• Requisitos del problema
Responde a estas preguntas según el texto sobre películas de viajes en el tiempo.
1. ¿Qué actor interpreta al comandante del Nimitz en El final de la cuenta atrás?
2. ¿En qué guerra se desarrollan las hazañas bélicas del protagonista de Biggles, el viajero del tiempo, antes de que lo trasladen a los años 80?
3. ¿Cómo fue concebida la película Timerider?

• Texto proporcionado

Ambientadas durante la segunda guerra mundial, El final de la cuenta atrás (Don Taylor, 1980) y El experimento Filadelfia (Stewart Rafill, 1984) parten del viaje en el tiempo para desarrollar dos aventuras de similares características. En la primera, el acorazado norteamericano Nimitz se pierde en el misterioso Triángulo de las Bermudas y reaparece en aguas del Pacífico el mismo día en que los japoneses se disponen a atacar Pearl Harbour. La disyuntiva que se le plantea al comandante del Nimitz, interpretado por Kirk Douglas, es si debe intervenir con su potente armamento ultramoderno para impedir el ataque japonés y cambiar así el curso de aquel acontecimiento bélico, o si por el contrario ha de limitarse a ser un testigo del inminente desastre. Una oportuna tormenta le devuelve a la actualidad junto a su barco dejando sus órdenes de ataque en suspensión.
Más personal es la odisea vivida por dos marineros estadounidenses como consecuencia de El experimento Filadelfia, un proyecto del gobierno de los Estados Unidos que, según se afirma al principio de la película, está basado en hechos reales. Dos jóvenes marineros se ven trasladados desde los años 40 hasta la actualidad, donde son perseguidos por la policía y el FBI para que no puedan narrar su historia. Uno de ellos perece a lo largo del periplo temporal.
Algo muy similar le sucede al protagonista de Biggles, el viajero del tiempo (John Hough, 1985), basada en un héroe de novelas de bolsillo muy popular entre la juventud británica, que entra a formar parte de la lista de turistas temporales cuando un complejo mecanismo le traslada desde sus hazañas bélicas en la primera guerra mundial hasta los años 80. Sus aventuras se desarrollan a caballo entre los combates aéreos contra la aviación alemana y las fugas de la policía londinense de nuestros días.
En una línea narrativa casi paralela, Timerider (William Dear, 1983) nos presenta a un motorista de competición en los desiertos del viejo y salvaje oeste, donde como si de un émulo de John Wayne se tratara, se enfrenta a una horda de pistoleros para salvar a los débiles y conquistar a la fémina en peligro. Concebida como un telefilme de bajo presupuesto, la película es poco más que una anécdota dentro de la colección de disparates temporales que ha dado a luz la pantalla grande.
No se puede decir lo mismo de Terminator (James Cameron, 1984) y Trancers (Charles Band, 1985), dos brillantes incursiones de la ciencia-ficción cinematográfica en esta apasionante línea argumental, que se han instituido como títulos «de culto» entre los aficionados al género.

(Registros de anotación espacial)
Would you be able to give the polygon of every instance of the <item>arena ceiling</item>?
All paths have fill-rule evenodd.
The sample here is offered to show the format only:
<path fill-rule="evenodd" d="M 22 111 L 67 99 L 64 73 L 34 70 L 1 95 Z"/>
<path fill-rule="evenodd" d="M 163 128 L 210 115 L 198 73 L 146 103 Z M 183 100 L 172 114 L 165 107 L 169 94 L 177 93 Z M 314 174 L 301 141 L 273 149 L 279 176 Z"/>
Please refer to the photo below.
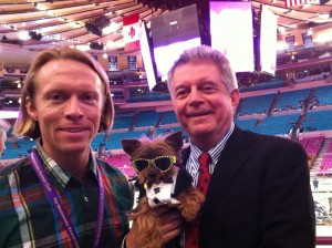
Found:
<path fill-rule="evenodd" d="M 279 39 L 308 29 L 320 33 L 332 31 L 332 0 L 310 1 L 310 4 L 301 3 L 286 8 L 283 0 L 255 0 L 252 7 L 255 13 L 259 13 L 262 4 L 268 6 L 279 17 Z M 208 2 L 207 0 L 0 0 L 0 48 L 9 48 L 12 51 L 15 51 L 14 49 L 41 51 L 50 46 L 86 46 L 95 42 L 105 45 L 103 52 L 121 52 L 124 48 L 122 34 L 124 17 L 139 13 L 141 20 L 148 22 L 152 17 L 165 11 L 193 3 L 197 3 L 200 9 Z M 96 35 L 87 31 L 86 23 L 100 17 L 110 20 L 111 25 L 102 35 Z M 22 40 L 20 37 L 22 33 L 30 35 Z M 22 54 L 19 52 L 11 55 L 14 58 Z M 1 60 L 3 58 L 0 53 Z"/>

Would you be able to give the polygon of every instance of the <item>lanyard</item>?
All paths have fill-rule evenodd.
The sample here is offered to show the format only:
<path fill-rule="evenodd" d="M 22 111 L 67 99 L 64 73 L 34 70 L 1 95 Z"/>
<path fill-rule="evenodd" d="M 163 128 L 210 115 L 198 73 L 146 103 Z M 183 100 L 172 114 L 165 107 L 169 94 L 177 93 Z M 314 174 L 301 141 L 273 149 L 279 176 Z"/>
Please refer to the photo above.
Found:
<path fill-rule="evenodd" d="M 69 235 L 71 247 L 80 248 L 79 237 L 74 229 L 74 226 L 73 226 L 66 210 L 64 209 L 64 206 L 61 202 L 59 194 L 56 193 L 56 189 L 52 186 L 52 184 L 46 175 L 45 169 L 41 165 L 41 163 L 35 154 L 35 151 L 30 153 L 29 161 L 31 162 L 32 167 L 34 168 L 34 172 L 37 173 L 37 176 L 38 176 L 39 180 L 41 182 L 42 187 L 44 188 L 44 192 L 45 192 L 51 205 L 55 209 L 59 219 L 62 221 L 62 224 Z M 95 238 L 94 238 L 94 242 L 93 242 L 94 248 L 98 247 L 98 244 L 101 240 L 102 227 L 103 227 L 103 220 L 104 220 L 104 200 L 105 200 L 104 187 L 103 187 L 103 182 L 101 178 L 102 176 L 101 176 L 100 166 L 97 165 L 96 168 L 97 168 L 98 187 L 100 187 L 100 200 L 98 200 L 98 215 L 97 215 Z"/>

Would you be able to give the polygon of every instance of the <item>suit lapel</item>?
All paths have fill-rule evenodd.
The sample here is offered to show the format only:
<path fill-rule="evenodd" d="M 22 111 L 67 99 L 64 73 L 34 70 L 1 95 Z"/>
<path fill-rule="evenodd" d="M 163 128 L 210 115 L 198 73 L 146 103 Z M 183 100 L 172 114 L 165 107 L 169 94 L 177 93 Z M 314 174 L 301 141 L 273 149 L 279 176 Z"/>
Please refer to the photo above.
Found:
<path fill-rule="evenodd" d="M 221 152 L 206 195 L 201 226 L 212 217 L 214 208 L 220 202 L 228 185 L 249 158 L 248 147 L 251 142 L 246 137 L 245 132 L 236 127 Z"/>

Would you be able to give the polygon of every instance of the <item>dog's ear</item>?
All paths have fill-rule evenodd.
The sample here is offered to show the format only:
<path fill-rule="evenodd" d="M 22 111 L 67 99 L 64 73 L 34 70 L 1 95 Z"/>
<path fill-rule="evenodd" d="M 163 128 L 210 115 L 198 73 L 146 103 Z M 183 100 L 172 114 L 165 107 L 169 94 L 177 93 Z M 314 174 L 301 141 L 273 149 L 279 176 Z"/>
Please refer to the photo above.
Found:
<path fill-rule="evenodd" d="M 120 141 L 122 144 L 122 148 L 123 151 L 128 154 L 129 156 L 133 155 L 133 153 L 135 153 L 135 151 L 142 145 L 142 143 L 136 140 L 136 138 L 124 138 Z"/>
<path fill-rule="evenodd" d="M 165 137 L 165 141 L 172 147 L 174 147 L 175 151 L 180 151 L 183 148 L 183 145 L 184 145 L 183 132 L 177 131 L 177 132 L 170 133 Z"/>

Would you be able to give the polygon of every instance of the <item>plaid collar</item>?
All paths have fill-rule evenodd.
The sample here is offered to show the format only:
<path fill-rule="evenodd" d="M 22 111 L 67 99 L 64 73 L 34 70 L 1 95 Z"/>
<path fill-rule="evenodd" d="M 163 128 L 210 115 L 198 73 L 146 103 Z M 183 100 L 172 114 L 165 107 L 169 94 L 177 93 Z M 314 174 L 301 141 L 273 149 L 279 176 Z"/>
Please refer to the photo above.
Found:
<path fill-rule="evenodd" d="M 71 179 L 72 174 L 70 172 L 64 170 L 60 165 L 58 165 L 56 162 L 45 153 L 41 144 L 42 140 L 39 138 L 37 140 L 34 146 L 34 151 L 38 154 L 41 164 L 43 165 L 52 184 L 58 189 L 64 189 L 69 180 Z M 90 154 L 89 158 L 89 167 L 96 177 L 96 161 L 92 153 Z"/>

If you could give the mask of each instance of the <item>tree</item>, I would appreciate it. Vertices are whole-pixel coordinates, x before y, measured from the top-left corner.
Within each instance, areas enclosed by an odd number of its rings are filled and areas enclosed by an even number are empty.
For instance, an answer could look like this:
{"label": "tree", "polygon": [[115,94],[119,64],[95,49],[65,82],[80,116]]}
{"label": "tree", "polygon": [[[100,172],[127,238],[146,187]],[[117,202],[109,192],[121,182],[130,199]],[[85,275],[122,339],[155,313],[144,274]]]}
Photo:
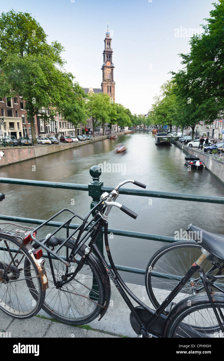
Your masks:
{"label": "tree", "polygon": [[[106,119],[109,120],[107,104],[102,93],[91,93],[88,95],[85,108],[88,116],[92,119],[93,136],[95,137],[95,130],[97,127],[106,121]],[[103,131],[104,132],[104,127]]]}
{"label": "tree", "polygon": [[67,95],[58,106],[58,109],[66,120],[75,126],[76,136],[77,136],[77,127],[80,123],[85,122],[87,116],[85,106],[85,94],[83,89],[77,82],[67,90]]}
{"label": "tree", "polygon": [[151,124],[168,125],[170,132],[177,120],[176,96],[174,92],[175,87],[173,80],[168,80],[163,84],[160,94],[153,98],[155,101],[152,106],[150,117]]}
{"label": "tree", "polygon": [[[51,44],[40,24],[31,14],[10,10],[0,17],[0,96],[19,95],[24,101],[36,142],[33,117],[43,108],[57,108],[65,99],[73,76],[63,70],[63,50],[57,42]],[[48,112],[40,117],[49,121]],[[54,114],[51,112],[51,118]]]}

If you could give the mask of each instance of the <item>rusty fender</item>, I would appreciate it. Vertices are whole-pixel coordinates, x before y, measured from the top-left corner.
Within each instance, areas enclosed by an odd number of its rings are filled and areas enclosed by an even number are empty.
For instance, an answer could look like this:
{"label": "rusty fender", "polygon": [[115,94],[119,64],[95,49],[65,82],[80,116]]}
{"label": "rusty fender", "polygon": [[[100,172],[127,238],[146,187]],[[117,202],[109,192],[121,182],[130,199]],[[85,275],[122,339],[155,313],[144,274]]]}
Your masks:
{"label": "rusty fender", "polygon": [[24,246],[24,247],[26,248],[35,262],[35,264],[39,272],[39,277],[40,278],[41,284],[42,286],[42,291],[43,292],[45,291],[47,288],[48,288],[48,278],[46,274],[45,269],[44,267],[42,267],[41,265],[41,262],[42,261],[44,261],[44,260],[41,257],[39,260],[36,260],[33,252],[34,248],[30,243],[28,243],[26,245]]}

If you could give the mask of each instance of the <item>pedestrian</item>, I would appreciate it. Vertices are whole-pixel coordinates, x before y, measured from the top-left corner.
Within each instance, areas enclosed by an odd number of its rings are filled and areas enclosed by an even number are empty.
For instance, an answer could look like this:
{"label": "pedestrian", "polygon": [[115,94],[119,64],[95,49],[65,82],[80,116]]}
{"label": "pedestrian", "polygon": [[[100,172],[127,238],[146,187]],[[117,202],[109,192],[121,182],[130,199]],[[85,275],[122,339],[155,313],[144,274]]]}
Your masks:
{"label": "pedestrian", "polygon": [[198,149],[200,149],[201,148],[201,149],[202,149],[203,147],[203,143],[204,142],[205,139],[203,138],[203,136],[201,136],[199,140],[199,146]]}
{"label": "pedestrian", "polygon": [[205,146],[204,148],[205,148],[206,147],[207,147],[209,144],[209,137],[206,136],[206,139],[205,141]]}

• Respuesta al problema
1. Kirk Douglas.
2. En la primera guerra mundial.
3. Como un telefilme de bajo presupuesto.